» Records provided:
----------------

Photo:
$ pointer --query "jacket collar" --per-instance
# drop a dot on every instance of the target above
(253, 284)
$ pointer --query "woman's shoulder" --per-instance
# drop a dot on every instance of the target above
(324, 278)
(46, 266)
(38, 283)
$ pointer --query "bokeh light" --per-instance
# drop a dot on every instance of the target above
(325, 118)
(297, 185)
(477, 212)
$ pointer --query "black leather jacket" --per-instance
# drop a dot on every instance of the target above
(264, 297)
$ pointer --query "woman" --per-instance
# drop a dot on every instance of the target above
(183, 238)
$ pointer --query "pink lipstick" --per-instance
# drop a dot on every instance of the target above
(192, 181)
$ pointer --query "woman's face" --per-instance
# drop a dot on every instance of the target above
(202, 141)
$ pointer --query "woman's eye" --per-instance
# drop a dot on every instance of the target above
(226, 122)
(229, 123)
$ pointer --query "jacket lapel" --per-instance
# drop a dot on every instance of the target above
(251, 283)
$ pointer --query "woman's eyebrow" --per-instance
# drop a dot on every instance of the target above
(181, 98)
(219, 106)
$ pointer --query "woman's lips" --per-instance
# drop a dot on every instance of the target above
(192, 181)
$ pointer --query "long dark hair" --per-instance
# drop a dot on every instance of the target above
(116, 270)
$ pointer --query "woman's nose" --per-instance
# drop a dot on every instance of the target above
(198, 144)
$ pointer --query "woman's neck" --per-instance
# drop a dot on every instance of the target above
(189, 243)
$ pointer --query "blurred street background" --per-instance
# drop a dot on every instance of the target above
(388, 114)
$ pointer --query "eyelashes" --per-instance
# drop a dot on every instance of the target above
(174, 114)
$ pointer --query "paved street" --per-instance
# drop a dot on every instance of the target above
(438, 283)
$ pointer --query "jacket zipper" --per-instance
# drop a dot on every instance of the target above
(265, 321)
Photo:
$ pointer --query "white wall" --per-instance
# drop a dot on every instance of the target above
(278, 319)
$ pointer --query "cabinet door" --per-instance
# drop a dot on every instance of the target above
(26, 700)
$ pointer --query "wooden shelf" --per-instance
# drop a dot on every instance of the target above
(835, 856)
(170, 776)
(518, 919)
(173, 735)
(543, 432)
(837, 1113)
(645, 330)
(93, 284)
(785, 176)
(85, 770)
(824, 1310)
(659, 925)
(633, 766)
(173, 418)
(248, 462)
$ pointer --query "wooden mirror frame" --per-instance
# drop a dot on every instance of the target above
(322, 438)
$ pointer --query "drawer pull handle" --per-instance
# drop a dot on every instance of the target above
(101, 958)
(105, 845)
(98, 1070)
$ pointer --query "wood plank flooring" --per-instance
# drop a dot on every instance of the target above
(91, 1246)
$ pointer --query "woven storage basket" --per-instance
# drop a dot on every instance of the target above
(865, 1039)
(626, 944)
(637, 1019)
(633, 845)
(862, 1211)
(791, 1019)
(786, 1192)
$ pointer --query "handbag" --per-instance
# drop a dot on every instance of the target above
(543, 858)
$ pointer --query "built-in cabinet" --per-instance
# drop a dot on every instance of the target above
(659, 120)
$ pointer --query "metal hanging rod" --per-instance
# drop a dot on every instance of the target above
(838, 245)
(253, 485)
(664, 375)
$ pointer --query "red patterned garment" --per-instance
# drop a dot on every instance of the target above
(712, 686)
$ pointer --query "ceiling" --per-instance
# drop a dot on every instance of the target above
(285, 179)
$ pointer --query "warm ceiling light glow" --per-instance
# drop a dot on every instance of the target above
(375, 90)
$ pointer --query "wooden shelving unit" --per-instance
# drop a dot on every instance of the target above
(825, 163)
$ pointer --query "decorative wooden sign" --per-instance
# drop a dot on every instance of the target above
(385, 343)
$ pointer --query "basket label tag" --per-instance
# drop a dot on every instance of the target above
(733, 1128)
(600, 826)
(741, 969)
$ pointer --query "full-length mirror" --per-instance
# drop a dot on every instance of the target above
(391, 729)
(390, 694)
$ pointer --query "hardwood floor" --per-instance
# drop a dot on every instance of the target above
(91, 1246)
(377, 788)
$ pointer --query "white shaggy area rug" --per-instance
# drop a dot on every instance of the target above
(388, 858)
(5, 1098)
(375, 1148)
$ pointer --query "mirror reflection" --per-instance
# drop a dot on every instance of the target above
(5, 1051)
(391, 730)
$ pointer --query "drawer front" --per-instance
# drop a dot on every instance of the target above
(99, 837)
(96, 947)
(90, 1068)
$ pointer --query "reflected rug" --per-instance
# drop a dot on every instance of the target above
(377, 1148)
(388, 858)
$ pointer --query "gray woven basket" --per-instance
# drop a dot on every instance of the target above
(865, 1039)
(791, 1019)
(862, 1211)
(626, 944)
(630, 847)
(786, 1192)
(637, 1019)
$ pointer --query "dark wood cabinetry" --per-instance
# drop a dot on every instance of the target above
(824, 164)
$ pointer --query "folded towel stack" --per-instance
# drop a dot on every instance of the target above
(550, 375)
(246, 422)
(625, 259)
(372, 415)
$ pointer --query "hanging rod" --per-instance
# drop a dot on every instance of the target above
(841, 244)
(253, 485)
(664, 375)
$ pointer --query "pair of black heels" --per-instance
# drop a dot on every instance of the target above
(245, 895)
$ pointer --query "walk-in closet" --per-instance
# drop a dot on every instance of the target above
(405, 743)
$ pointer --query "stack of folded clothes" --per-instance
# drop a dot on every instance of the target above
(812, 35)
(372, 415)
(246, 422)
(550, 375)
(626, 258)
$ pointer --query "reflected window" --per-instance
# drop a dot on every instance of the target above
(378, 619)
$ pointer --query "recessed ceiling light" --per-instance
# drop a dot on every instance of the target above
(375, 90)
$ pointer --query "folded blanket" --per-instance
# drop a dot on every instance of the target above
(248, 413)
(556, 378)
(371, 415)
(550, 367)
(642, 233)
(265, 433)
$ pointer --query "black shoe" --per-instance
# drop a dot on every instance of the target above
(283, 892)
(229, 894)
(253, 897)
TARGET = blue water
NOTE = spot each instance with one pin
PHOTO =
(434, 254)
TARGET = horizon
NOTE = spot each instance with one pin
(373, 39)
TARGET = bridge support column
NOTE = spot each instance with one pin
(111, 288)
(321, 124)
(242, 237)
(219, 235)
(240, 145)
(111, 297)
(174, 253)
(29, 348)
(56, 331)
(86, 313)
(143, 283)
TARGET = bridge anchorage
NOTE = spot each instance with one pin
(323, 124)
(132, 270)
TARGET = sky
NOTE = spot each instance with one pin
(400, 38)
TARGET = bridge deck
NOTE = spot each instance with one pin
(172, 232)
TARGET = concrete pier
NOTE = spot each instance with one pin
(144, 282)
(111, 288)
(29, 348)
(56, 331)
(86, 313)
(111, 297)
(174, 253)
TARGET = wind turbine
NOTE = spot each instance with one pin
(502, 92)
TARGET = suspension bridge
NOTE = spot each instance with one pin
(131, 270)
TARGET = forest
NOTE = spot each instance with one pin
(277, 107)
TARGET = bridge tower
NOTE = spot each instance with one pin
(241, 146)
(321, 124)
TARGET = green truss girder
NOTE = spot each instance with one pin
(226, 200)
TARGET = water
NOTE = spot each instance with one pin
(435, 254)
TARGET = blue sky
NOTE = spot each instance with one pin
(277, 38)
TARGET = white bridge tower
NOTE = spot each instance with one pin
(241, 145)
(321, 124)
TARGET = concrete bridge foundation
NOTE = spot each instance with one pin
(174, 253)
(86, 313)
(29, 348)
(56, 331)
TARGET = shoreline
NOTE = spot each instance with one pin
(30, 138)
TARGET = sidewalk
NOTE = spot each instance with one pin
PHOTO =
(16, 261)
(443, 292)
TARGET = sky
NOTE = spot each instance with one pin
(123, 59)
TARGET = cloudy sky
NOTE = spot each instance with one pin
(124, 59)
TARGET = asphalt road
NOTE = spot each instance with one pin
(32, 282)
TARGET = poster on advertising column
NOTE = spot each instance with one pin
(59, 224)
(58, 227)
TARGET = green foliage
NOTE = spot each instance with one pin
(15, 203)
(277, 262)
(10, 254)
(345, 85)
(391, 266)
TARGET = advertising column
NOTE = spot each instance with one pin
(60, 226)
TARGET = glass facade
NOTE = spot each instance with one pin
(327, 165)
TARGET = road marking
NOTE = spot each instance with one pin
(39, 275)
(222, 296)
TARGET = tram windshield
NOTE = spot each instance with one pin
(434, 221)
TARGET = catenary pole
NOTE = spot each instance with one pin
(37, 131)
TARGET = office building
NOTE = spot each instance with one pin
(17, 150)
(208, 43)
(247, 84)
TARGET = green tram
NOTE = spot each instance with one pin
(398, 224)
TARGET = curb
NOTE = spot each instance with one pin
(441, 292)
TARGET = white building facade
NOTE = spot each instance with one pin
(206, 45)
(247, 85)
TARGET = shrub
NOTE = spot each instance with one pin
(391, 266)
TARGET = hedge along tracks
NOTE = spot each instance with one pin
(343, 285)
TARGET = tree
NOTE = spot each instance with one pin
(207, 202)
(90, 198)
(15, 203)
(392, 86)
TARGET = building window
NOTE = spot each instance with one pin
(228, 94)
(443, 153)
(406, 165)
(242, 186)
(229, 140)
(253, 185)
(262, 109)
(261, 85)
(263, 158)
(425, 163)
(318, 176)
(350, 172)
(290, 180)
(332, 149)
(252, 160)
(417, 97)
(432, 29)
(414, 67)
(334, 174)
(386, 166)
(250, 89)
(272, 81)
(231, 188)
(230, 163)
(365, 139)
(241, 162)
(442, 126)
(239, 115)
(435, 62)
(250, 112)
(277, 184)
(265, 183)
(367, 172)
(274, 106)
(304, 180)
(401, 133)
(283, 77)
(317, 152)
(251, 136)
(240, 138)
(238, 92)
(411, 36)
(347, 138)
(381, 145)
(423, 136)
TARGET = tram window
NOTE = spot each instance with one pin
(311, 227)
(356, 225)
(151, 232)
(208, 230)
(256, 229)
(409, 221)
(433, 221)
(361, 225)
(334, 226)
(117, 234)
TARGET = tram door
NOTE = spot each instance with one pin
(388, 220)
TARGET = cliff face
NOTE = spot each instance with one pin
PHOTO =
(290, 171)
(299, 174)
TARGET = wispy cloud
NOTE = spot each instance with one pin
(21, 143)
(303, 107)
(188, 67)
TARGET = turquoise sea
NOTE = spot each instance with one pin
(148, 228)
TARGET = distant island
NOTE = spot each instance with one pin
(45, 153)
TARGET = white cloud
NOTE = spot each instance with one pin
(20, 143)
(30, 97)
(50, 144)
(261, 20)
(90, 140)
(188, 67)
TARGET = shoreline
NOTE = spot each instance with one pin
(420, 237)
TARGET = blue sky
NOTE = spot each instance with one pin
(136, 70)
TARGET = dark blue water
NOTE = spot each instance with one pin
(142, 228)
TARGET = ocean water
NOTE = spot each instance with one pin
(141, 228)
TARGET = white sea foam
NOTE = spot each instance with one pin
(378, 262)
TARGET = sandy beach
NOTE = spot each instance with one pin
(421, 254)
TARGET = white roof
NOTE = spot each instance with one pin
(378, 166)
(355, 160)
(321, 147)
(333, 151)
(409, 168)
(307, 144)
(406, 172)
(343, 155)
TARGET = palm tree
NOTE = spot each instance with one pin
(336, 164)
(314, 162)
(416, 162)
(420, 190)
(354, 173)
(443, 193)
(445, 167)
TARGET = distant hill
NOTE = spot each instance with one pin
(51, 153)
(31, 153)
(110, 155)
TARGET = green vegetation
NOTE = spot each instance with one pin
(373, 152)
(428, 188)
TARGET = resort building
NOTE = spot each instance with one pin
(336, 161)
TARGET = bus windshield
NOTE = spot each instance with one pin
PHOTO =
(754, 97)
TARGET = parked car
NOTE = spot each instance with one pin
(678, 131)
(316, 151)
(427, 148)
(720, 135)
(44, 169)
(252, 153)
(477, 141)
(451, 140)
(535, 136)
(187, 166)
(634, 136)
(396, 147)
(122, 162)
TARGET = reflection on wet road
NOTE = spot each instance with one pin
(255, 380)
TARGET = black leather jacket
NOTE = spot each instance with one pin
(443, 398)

----------------

» Requirements: Retype exactly the lines from the one containing "TARGET = distant hill" through the last line of the records above, including both.

» Written response:
TARGET = distant hill
NOTE = spot each instance with one pin
(51, 153)
(31, 153)
(110, 155)
TARGET = green vegetation
NOTE = spot each instance with one pin
(373, 152)
(428, 188)
TARGET = resort building
NOTE = spot each instance with one pin
(336, 161)
TARGET = bus windshield
NOTE = spot each instance with one pin
PHOTO =
(754, 97)
TARGET = parked car
NOTE = spot each instance with one pin
(678, 131)
(316, 151)
(427, 148)
(720, 135)
(44, 169)
(252, 153)
(477, 141)
(451, 140)
(535, 136)
(187, 166)
(634, 136)
(396, 147)
(122, 162)
TARGET = reflection on wet road
NOTE = spot each instance with one pin
(255, 380)
TARGET = black leather jacket
NOTE = spot each instance with one pin
(443, 398)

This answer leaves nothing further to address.